__Problem__:
If a line below contains "wooden", add it to your tally, then answer with the tally alone.

################

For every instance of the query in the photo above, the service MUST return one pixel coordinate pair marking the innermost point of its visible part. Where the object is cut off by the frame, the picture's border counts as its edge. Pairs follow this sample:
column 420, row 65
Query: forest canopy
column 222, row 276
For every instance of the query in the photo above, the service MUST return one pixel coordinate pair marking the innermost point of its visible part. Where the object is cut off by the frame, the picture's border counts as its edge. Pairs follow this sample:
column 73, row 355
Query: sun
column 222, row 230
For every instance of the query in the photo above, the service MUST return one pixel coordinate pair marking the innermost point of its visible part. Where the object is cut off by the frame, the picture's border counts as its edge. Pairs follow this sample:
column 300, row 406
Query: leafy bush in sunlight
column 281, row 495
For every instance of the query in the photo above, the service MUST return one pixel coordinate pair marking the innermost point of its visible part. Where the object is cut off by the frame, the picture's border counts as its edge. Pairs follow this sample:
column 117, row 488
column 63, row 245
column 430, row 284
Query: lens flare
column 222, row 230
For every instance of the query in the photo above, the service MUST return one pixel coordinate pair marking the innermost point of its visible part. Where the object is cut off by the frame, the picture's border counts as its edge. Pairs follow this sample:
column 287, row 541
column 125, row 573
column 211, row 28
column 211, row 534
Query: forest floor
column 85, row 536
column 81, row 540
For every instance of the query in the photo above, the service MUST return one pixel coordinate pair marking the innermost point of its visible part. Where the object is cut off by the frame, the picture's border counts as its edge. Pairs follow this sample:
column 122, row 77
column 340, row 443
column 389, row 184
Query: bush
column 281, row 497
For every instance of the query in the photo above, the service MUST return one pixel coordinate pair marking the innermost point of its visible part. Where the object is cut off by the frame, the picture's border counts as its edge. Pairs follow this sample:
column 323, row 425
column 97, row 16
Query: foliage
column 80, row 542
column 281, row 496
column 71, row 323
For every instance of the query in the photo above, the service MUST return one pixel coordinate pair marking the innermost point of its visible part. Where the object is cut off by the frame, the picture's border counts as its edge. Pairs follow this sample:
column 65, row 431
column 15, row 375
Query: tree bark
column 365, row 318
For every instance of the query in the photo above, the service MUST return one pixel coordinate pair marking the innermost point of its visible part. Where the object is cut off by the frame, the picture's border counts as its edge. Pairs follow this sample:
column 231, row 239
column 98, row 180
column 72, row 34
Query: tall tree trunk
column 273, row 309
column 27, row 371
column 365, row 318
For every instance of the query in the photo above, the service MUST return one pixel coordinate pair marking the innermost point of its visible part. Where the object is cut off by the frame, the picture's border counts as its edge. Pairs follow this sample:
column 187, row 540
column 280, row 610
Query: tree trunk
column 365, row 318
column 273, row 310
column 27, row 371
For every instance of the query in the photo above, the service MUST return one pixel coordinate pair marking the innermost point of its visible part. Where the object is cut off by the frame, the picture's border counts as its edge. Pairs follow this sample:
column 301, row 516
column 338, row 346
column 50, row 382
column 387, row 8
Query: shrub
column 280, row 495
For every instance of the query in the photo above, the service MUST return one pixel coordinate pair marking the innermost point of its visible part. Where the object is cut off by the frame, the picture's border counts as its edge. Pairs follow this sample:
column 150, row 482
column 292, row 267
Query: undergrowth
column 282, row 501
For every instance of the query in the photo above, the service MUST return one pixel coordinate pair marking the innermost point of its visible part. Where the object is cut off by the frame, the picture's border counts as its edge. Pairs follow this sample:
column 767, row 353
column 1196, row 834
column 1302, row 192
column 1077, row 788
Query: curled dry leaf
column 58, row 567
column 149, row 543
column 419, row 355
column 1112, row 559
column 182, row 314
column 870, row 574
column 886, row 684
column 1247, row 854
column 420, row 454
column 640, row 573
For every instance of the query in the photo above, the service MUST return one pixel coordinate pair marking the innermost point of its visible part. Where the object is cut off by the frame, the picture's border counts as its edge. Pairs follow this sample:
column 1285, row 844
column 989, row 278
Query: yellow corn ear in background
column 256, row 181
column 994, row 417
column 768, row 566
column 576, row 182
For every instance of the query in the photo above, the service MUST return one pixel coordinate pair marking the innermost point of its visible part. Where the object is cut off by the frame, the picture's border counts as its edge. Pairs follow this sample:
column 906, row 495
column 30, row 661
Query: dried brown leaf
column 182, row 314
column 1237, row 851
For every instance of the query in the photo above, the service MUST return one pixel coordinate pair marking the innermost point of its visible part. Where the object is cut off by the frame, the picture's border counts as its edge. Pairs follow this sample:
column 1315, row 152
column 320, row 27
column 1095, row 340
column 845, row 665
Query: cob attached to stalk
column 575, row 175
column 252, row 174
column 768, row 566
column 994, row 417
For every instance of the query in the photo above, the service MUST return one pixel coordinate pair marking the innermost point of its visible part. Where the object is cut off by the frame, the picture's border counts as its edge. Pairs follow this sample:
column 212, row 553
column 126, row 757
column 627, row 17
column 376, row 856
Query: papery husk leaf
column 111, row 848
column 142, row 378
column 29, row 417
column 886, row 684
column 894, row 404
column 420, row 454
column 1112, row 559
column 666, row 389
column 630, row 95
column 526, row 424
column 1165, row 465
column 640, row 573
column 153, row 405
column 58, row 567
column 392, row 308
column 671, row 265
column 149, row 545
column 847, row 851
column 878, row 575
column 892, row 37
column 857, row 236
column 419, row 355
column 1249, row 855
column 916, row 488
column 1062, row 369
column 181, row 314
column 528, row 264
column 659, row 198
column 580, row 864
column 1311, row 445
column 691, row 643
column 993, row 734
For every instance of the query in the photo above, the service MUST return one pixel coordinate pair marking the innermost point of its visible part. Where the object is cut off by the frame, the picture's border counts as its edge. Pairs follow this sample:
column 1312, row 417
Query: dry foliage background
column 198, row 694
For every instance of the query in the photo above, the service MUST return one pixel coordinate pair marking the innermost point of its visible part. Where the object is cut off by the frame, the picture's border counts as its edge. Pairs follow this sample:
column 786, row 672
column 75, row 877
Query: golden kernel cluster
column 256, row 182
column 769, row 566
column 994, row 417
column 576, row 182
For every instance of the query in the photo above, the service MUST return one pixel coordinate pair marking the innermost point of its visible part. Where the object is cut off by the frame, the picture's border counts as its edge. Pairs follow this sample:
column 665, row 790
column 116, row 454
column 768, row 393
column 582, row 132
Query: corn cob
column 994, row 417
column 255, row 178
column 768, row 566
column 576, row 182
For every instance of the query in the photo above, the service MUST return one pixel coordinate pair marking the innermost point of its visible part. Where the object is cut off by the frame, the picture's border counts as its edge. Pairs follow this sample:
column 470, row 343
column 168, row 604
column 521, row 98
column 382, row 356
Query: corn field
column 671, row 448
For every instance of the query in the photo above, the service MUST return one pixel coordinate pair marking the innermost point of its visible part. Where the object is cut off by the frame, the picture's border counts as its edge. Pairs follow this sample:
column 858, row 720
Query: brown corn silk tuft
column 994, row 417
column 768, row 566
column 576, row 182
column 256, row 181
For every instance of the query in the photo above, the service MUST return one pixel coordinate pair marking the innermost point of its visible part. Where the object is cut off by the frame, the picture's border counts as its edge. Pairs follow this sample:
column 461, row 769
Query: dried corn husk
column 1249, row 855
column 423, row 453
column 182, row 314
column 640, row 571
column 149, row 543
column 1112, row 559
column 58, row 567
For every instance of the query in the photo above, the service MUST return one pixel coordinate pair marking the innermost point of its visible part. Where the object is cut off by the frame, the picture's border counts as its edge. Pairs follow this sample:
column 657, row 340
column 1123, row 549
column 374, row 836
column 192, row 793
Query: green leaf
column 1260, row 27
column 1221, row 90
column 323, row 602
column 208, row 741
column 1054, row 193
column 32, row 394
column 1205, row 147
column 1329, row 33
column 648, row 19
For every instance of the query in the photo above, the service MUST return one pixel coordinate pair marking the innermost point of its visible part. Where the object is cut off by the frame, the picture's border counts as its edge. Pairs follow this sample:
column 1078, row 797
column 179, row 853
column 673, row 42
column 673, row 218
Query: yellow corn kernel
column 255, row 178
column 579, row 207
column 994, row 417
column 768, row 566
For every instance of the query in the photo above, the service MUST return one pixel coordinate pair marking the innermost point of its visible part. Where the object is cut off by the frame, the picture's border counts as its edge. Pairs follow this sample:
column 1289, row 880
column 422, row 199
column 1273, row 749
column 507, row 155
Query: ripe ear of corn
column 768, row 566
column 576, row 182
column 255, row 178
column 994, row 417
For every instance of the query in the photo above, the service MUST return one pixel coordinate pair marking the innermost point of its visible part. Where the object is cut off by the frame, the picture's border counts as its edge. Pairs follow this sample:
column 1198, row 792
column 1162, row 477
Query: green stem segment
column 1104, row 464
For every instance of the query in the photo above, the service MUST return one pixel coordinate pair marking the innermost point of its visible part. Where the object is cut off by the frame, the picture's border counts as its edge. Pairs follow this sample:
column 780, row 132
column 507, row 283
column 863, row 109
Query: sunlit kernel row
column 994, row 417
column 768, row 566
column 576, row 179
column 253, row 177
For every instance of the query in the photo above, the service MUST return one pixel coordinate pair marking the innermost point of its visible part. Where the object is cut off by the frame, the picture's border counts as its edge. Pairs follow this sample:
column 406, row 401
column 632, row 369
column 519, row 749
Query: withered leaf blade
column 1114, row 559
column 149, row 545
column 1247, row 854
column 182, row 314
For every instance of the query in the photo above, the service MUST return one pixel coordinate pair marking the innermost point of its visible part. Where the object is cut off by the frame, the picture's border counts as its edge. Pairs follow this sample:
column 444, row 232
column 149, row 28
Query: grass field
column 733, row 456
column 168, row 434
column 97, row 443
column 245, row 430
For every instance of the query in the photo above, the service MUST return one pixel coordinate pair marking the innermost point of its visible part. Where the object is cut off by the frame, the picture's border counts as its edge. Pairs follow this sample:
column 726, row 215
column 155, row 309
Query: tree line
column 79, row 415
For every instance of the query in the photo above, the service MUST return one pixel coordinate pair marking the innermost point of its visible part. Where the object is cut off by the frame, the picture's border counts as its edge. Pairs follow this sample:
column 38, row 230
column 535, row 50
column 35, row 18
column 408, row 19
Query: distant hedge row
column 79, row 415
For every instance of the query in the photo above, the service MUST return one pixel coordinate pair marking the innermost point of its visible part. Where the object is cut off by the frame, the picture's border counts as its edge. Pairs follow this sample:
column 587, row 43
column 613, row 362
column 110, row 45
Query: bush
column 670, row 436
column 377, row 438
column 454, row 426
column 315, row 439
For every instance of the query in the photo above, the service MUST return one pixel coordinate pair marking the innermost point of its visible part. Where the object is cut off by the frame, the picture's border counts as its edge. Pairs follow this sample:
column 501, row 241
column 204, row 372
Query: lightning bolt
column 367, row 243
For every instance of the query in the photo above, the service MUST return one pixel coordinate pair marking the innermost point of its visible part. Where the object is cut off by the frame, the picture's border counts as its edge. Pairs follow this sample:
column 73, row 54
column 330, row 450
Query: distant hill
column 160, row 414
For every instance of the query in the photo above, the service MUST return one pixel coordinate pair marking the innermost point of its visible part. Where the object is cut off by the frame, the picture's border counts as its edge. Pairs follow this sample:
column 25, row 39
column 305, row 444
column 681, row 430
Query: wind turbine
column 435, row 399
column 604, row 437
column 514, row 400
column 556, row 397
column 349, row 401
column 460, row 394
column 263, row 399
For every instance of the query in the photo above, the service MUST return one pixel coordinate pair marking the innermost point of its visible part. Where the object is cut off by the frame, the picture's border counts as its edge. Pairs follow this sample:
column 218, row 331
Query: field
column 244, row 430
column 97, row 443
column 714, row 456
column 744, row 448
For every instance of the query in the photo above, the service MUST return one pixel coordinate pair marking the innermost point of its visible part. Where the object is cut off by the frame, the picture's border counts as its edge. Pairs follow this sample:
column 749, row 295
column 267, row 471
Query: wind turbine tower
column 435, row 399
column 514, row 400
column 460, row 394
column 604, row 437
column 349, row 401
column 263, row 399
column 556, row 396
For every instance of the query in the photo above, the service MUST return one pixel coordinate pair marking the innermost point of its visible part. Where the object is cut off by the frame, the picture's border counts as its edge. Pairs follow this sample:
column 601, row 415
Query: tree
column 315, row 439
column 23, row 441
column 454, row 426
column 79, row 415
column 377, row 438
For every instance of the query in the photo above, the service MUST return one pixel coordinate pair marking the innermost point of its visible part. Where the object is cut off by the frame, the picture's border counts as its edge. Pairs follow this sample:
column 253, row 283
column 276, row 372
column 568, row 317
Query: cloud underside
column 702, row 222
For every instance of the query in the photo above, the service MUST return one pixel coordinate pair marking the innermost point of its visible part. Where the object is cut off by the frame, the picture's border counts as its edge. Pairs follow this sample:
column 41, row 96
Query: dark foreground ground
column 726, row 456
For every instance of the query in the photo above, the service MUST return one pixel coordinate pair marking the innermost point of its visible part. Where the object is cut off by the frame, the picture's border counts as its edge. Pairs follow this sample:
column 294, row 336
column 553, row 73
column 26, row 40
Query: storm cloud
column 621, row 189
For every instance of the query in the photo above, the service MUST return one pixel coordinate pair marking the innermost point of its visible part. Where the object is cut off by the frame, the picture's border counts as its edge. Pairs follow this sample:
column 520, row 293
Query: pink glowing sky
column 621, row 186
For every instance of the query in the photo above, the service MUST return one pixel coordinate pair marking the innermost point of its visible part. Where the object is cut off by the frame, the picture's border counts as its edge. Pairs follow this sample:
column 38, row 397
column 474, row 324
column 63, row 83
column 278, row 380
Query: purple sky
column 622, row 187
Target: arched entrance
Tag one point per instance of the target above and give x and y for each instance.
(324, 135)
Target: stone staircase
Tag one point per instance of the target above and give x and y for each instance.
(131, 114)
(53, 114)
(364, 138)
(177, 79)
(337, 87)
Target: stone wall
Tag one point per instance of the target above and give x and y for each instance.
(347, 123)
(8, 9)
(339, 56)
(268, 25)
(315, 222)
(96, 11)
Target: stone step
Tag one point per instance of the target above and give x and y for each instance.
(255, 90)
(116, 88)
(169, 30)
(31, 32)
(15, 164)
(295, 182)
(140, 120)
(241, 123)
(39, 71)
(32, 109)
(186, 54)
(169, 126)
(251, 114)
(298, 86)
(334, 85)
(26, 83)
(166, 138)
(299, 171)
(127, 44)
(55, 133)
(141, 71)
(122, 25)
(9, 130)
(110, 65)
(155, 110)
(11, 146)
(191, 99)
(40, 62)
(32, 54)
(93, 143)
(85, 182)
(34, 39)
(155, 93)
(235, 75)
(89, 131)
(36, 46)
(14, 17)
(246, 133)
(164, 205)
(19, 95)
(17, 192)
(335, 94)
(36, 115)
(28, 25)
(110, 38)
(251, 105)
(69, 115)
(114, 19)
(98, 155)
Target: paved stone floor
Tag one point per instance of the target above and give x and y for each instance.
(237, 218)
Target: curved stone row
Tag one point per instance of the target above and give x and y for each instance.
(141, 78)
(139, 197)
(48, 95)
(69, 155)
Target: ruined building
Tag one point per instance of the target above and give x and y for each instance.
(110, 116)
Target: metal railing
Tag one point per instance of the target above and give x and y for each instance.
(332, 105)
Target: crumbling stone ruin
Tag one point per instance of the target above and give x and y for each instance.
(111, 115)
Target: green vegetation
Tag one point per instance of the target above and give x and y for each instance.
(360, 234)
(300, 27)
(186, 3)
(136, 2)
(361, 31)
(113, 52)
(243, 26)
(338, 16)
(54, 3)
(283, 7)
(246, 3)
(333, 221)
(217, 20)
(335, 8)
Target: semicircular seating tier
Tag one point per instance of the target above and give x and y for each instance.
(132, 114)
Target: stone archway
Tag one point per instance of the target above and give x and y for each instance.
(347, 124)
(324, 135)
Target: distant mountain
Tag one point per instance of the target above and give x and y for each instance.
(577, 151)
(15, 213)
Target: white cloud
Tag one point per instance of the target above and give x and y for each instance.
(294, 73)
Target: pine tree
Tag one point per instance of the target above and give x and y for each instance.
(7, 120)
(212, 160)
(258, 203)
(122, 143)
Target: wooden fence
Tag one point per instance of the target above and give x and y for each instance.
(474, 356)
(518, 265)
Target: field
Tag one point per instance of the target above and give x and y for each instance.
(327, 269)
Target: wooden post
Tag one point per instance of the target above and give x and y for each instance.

################

__Answer box__:
2